-- Page excerpt --
++++++++

Methanogens that belong to the family Methanosarcinaceae are characterized as having the broadest substrate range of methanogens; many can grow by reducing CO2 with H2 or by the splitting of acetate and all can grow by dismutating methyl compounds (Kendall & Boone, 2004). The family Methanosarcinaceae includes eight genera: Methanosarcina, Methanolobus, Methanococcoides, Methanohalobium, Methanohalophilus, Methanosalsum, Methanomethylovorans and Methanimicrococcus. The only described species of Methanimicrococcus, Methanimicrococcus blatticola, is unique among the Methanosarcinaceae because it reduces methylated compounds only in the presence of H2 (Sprenger et al., 2000).
The genus Methanosarcina currently comprises nine species: Methanosarcina barkeri, Methanosarcina acetivorans, Methanosarcina siciliae, Methanosarcina thermophila, Methanosarcina mazei (=Methanosarcina frisia), Methanosarcina vacuolata, Methanosarcina baltica, Methanosarcina lacustris and Methanosarcina semesiae. The genus Methanosarcina includes slightly halotolerant and slightly halophilic species. Several species were originally isolated from anaerobic sewage sludge digesters (Barker, 1936; Bryant & Boone, 1987; Mah & Kuhn, 1984; Zhilina & Zavarzin, 1987; Zinder et al., 1985) and other species of this genus have been isolated from various sediment environments, including marine and estuarine sediments (Elberson & Sowers, 1997; Lyimo et al., 2000; Ni & Boone, 1991; Simankova et al., 2001; Sowers et al., 1984; von Klein et al., 2002). Also, Methanosarcina barkeri strain CM1 has been isolated from sheep rumen (Jarvis et al., 2000).
The genus Methanococcoides currently contains two species, both from environments with salinity near that of sea water. Methanococcoides methylutens was isolated from submarine canyon sediments that contained large deposits of organic material off the coast of southern California (Sowers & Ferry, 1983) and Methanococcoides burtonii was obtained from the anoxic hypolimnion of Ace Lake, Antarctica (Franzmann et al., 1992).
These organisms can dismutate methylamines and methanol for growth but cannot catabolize acetate, dimethylsulfide, H2/CO2 or formate.

++++++++

-- Provided material --

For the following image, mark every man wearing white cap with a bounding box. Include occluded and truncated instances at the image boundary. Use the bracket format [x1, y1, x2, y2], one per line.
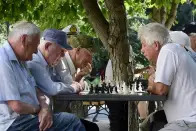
[138, 23, 196, 131]
[169, 31, 196, 62]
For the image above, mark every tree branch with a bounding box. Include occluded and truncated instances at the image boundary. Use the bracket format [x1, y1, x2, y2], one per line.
[82, 0, 109, 48]
[152, 6, 161, 23]
[105, 0, 127, 48]
[160, 6, 167, 25]
[165, 0, 178, 29]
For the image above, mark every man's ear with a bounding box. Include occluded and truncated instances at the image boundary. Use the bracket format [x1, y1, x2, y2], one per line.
[154, 41, 161, 51]
[45, 42, 52, 50]
[20, 34, 27, 48]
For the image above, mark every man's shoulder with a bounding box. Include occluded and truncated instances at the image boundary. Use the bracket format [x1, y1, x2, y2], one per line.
[161, 43, 185, 54]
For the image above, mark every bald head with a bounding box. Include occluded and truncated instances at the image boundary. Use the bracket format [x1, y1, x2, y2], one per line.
[68, 48, 92, 69]
[8, 21, 40, 61]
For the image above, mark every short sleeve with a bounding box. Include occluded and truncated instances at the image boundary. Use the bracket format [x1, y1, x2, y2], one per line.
[27, 61, 74, 96]
[0, 58, 20, 101]
[155, 49, 178, 86]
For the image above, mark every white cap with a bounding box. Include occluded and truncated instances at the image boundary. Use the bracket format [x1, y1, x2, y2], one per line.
[62, 25, 79, 35]
[169, 31, 193, 51]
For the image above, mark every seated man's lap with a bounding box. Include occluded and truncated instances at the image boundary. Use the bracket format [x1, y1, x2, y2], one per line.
[159, 120, 196, 131]
[8, 112, 85, 131]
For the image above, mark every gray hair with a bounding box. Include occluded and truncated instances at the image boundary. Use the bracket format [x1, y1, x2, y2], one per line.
[189, 33, 196, 36]
[138, 23, 169, 46]
[169, 31, 193, 51]
[39, 39, 59, 48]
[8, 21, 40, 39]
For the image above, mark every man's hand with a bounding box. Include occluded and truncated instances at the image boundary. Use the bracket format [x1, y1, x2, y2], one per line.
[78, 63, 92, 77]
[147, 73, 155, 92]
[71, 81, 84, 93]
[38, 108, 53, 131]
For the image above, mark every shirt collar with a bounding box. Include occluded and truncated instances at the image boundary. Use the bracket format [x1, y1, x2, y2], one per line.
[65, 52, 76, 75]
[36, 50, 48, 66]
[3, 41, 19, 62]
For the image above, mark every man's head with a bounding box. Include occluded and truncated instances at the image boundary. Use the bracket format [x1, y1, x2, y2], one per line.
[169, 31, 193, 51]
[8, 21, 40, 61]
[69, 48, 92, 69]
[138, 23, 169, 63]
[39, 29, 72, 66]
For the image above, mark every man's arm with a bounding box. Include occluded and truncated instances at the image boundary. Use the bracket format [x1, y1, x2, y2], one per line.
[148, 83, 169, 95]
[74, 63, 92, 82]
[36, 88, 53, 130]
[27, 62, 74, 96]
[7, 100, 40, 114]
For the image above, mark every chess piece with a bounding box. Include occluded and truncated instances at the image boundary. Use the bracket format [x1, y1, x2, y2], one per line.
[131, 83, 137, 94]
[114, 85, 118, 94]
[123, 82, 129, 95]
[89, 84, 94, 94]
[95, 85, 99, 94]
[106, 83, 110, 94]
[138, 82, 142, 92]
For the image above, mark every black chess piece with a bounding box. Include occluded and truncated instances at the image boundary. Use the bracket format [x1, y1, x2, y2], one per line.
[101, 83, 105, 94]
[114, 86, 118, 93]
[89, 84, 93, 94]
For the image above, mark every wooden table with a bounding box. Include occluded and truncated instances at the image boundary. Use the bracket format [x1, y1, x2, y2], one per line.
[55, 93, 166, 131]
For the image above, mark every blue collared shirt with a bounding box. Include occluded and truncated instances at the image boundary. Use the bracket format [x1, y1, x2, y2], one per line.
[27, 51, 74, 96]
[0, 42, 39, 131]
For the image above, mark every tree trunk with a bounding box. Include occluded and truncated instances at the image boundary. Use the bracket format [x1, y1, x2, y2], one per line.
[105, 0, 132, 82]
[82, 0, 132, 82]
[151, 0, 178, 29]
[165, 0, 178, 29]
[82, 0, 136, 131]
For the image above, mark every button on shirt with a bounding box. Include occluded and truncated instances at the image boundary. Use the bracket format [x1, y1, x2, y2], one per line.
[0, 42, 39, 131]
[53, 52, 76, 84]
[27, 51, 74, 95]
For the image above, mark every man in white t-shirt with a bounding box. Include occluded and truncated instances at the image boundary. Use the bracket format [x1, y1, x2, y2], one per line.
[138, 23, 196, 131]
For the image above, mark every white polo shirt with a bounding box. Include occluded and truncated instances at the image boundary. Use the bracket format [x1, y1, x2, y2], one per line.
[155, 44, 196, 122]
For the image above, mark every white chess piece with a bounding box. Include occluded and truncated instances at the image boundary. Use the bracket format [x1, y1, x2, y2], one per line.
[131, 84, 135, 94]
[118, 84, 123, 94]
[133, 82, 137, 92]
[138, 82, 142, 92]
[123, 82, 129, 95]
[84, 81, 89, 91]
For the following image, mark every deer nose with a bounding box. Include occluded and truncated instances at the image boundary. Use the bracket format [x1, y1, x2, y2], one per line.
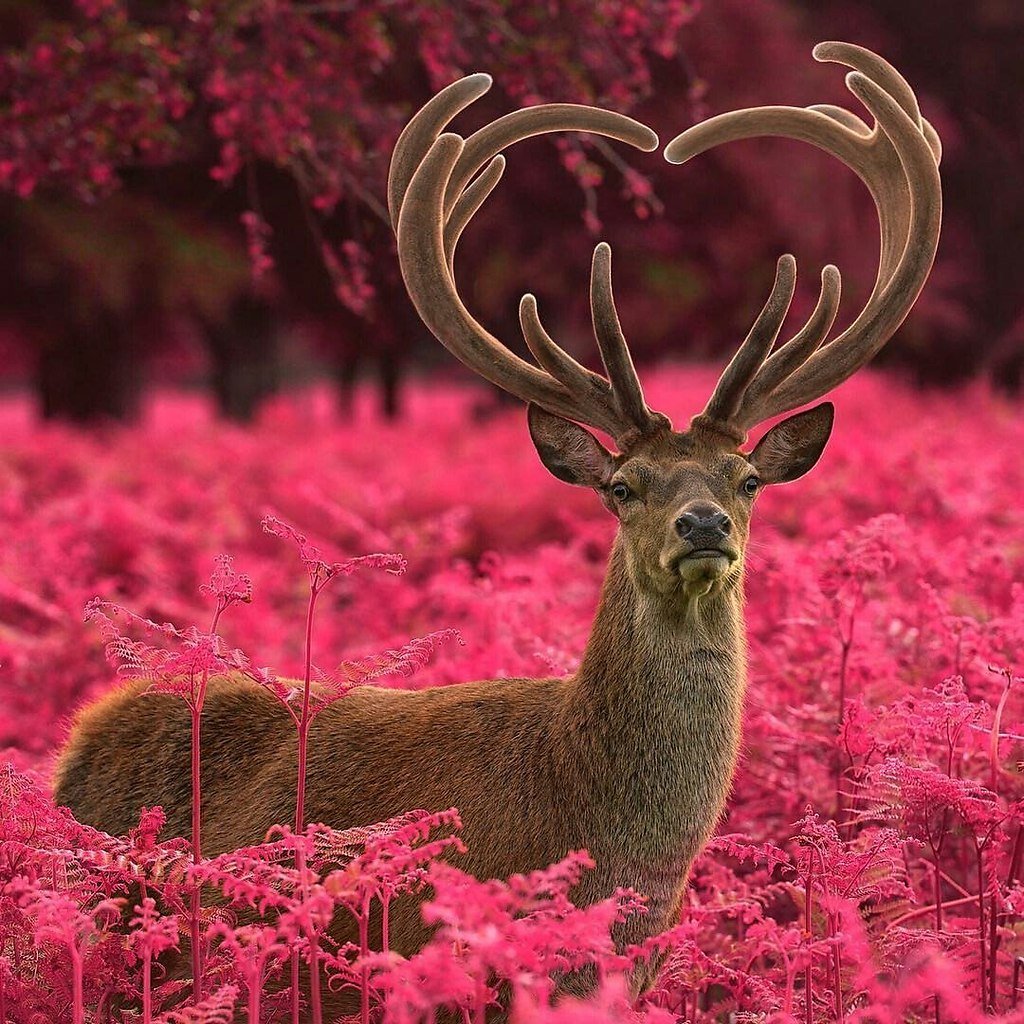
[676, 505, 732, 543]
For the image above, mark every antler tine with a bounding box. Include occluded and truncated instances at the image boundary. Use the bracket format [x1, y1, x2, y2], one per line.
[387, 73, 493, 231]
[444, 156, 505, 272]
[702, 255, 797, 424]
[388, 76, 668, 439]
[590, 242, 668, 432]
[744, 263, 842, 400]
[444, 103, 657, 217]
[519, 292, 611, 401]
[666, 43, 942, 433]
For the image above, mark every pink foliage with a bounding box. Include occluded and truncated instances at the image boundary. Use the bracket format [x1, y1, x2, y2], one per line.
[0, 371, 1024, 1024]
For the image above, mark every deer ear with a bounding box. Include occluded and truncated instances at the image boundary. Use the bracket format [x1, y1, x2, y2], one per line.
[748, 401, 836, 483]
[526, 402, 615, 487]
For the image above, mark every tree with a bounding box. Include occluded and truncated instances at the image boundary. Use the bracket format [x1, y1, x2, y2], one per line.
[0, 0, 694, 418]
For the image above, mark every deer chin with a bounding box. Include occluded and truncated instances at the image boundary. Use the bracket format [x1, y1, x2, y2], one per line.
[675, 548, 736, 597]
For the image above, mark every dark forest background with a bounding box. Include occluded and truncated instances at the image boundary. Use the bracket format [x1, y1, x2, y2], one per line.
[0, 0, 1024, 422]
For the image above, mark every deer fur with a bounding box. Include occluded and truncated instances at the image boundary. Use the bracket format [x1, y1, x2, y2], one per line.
[55, 37, 941, 1007]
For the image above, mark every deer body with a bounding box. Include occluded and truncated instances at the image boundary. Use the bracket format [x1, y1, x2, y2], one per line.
[55, 528, 744, 953]
[56, 43, 941, 1007]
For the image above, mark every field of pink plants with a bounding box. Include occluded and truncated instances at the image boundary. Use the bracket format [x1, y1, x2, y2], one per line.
[0, 371, 1024, 1024]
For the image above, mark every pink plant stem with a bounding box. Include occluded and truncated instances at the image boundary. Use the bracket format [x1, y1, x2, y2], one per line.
[804, 857, 814, 1024]
[988, 892, 999, 1011]
[69, 943, 85, 1024]
[975, 844, 988, 1010]
[143, 949, 153, 1024]
[188, 604, 224, 1002]
[359, 896, 373, 1024]
[836, 594, 859, 827]
[248, 965, 263, 1024]
[292, 578, 323, 1024]
[473, 977, 487, 1024]
[189, 700, 205, 1002]
[988, 670, 1013, 794]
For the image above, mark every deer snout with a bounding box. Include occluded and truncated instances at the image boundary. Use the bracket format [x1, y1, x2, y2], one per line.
[675, 502, 732, 548]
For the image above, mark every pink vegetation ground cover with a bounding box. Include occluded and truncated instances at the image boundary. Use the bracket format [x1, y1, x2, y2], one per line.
[0, 371, 1024, 1024]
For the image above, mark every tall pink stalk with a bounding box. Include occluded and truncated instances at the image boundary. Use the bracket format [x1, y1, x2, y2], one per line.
[188, 600, 228, 1002]
[68, 942, 85, 1024]
[292, 572, 327, 1024]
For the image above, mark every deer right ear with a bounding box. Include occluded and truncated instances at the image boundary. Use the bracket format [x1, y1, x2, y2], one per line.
[526, 402, 615, 487]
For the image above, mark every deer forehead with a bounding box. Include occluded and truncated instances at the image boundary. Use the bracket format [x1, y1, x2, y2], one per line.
[614, 451, 752, 501]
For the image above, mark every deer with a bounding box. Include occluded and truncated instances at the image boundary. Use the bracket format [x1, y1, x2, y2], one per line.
[55, 42, 941, 1007]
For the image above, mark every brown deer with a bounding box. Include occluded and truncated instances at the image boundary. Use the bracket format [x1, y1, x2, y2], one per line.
[56, 37, 941, 999]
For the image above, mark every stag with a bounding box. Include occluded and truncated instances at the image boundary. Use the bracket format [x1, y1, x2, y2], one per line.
[56, 42, 941, 1007]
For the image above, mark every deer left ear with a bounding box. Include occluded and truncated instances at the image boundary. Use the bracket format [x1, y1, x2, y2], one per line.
[526, 402, 615, 487]
[746, 401, 836, 483]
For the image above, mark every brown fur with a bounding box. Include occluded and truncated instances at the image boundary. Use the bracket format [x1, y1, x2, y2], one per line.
[55, 414, 830, 1015]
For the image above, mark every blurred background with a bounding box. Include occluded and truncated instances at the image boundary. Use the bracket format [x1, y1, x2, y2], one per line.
[0, 0, 1024, 423]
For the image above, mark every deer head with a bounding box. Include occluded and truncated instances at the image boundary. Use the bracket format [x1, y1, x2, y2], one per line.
[388, 43, 941, 599]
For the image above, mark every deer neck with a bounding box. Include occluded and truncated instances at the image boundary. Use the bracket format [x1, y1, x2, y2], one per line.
[562, 539, 745, 874]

++++++++

-- Your task --
Please continue the passage on methanogens of the family Methanosarcinaceae, starting right after its final sentence.

-- Solved exercise --
We describe three strains of methylotrophic methanogens that have been isolated from the sulfate-reducing zone in the sediments of Skan Bay, Alaska. Strain AK-4 was most closely related to Methanosarcina baltica and an emended description of Methanosarcina baltica is presented incorporating the phenotypic characteristics of this novel strain. Strains AK-5T and AK-9 were most closely related to Methanococcoides burtonii and we propose a novel species, Methanococcoides alaskense, with strain AK-5T (=OCM 775T=DSM 17273T) as the type strain.
Source of inoculum, enrichment and purification
All strains described here were isolated from sediment samples collected from Skan Bay, Alaska (57° N 167° W). Skan Bay lies on the north-west side of Unalaska Island in the Aleutian Island chain. Skan Bay was chosen as the study site because of its accessibility and its similarity (in temperature, pH and salinity) to deep-ocean sediments. Skan Bay is 65 m deep at the sampling site and the temperature of the sediment remains between 1 and 6 °C year-round. The sediments are permanently anoxic below the top centimetre and sulfate is depleted about 45 cm below the sediment–water interface (Reeburgh, 1980). Large amounts of organic matter are present, sedimented from diatoms and kelp. The sediment samples were collected with a multi-corer (Ocean Instruments) and samples from various depths (2–7 cm ranges) were immediately sealed in cans (while excluding air and gas) and stored at 4 °C during transport to the laboratory.
The anaerobic culture techniques of Hungate (1966), as modified by Sowers & Noll (1995), were used in this study. MSH enrichment medium (Ni & Boone, 1991) was used as the basal medium for characterization of the strains. The medium was prepared at pH 7·0 with a gas phase mixture of N2 and CO2 (7 : 3). The salinity of the medium was 0·2 M for growth of strain AK-9 and 0·3 M for growth of strains AK-5T and AK-4.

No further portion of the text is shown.